> [PROBLEM TO SOLVE]
Which of the lines below hold the word "queried"? Pull each of them out.

> [INFORMATION SUPPLIED]
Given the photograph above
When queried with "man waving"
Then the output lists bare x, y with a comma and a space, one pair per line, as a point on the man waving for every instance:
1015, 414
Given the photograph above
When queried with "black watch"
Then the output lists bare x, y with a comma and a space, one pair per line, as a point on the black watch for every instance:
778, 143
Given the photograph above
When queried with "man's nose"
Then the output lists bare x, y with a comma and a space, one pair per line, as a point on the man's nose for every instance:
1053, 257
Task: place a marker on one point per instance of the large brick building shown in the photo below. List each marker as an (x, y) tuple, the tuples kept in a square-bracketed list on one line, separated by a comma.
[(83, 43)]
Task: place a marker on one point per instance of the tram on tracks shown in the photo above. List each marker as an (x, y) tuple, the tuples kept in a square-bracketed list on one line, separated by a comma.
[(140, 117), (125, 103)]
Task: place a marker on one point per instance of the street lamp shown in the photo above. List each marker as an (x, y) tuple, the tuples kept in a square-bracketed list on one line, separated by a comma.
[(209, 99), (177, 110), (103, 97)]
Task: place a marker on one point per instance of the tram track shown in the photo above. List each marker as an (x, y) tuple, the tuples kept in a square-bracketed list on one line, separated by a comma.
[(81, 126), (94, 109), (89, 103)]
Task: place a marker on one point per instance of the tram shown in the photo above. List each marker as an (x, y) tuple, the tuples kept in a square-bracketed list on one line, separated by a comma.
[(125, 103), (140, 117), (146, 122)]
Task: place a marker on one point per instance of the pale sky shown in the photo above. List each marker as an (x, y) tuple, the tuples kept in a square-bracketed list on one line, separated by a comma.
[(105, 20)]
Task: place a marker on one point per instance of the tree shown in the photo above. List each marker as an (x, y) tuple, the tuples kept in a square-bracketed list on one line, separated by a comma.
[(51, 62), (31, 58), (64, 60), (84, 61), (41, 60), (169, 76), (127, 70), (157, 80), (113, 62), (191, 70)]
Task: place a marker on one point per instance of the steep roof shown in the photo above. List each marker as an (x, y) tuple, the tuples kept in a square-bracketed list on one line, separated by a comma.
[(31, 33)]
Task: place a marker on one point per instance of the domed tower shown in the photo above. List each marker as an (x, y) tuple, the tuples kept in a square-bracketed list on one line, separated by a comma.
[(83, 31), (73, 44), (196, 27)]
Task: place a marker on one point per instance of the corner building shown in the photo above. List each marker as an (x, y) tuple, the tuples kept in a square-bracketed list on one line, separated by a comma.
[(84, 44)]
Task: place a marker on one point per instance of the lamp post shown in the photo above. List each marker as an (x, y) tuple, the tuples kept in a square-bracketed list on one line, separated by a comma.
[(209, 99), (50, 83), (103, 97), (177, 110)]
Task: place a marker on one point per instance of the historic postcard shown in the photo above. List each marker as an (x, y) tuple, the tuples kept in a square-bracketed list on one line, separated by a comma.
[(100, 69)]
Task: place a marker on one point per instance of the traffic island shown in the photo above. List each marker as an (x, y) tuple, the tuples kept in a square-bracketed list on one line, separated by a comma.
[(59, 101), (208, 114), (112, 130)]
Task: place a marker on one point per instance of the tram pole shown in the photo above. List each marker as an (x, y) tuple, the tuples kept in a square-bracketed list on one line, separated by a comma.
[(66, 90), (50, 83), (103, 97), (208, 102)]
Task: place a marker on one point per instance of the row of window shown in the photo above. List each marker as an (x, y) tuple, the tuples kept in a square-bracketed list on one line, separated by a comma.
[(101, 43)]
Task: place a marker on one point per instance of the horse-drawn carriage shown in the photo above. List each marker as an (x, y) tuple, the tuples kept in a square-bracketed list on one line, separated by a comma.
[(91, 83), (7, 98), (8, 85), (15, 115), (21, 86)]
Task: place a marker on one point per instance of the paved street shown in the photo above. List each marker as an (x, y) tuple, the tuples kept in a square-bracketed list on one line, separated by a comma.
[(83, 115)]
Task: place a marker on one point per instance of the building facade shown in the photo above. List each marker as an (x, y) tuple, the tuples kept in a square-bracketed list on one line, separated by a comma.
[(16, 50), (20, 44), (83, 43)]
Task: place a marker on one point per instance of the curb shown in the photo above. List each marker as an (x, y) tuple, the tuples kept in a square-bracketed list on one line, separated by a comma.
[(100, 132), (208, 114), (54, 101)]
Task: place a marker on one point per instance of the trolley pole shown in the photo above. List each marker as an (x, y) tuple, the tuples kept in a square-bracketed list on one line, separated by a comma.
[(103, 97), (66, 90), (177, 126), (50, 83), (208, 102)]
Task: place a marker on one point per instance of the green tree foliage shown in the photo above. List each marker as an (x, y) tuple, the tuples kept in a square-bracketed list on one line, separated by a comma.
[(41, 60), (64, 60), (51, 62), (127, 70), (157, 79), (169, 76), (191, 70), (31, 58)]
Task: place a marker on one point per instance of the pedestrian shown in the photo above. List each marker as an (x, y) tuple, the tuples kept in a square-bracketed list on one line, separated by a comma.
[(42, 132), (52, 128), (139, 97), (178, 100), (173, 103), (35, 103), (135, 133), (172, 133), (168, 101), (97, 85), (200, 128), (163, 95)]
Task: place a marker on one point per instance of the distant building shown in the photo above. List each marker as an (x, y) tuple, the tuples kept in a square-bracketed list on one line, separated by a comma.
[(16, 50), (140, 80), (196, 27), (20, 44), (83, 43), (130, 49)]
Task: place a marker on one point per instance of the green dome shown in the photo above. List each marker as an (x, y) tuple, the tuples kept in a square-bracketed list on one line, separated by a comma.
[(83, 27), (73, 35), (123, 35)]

> [WRITTEN ANSWER]
When queried with "man waving"
When queried with "black watch"
When queried with "man's nose"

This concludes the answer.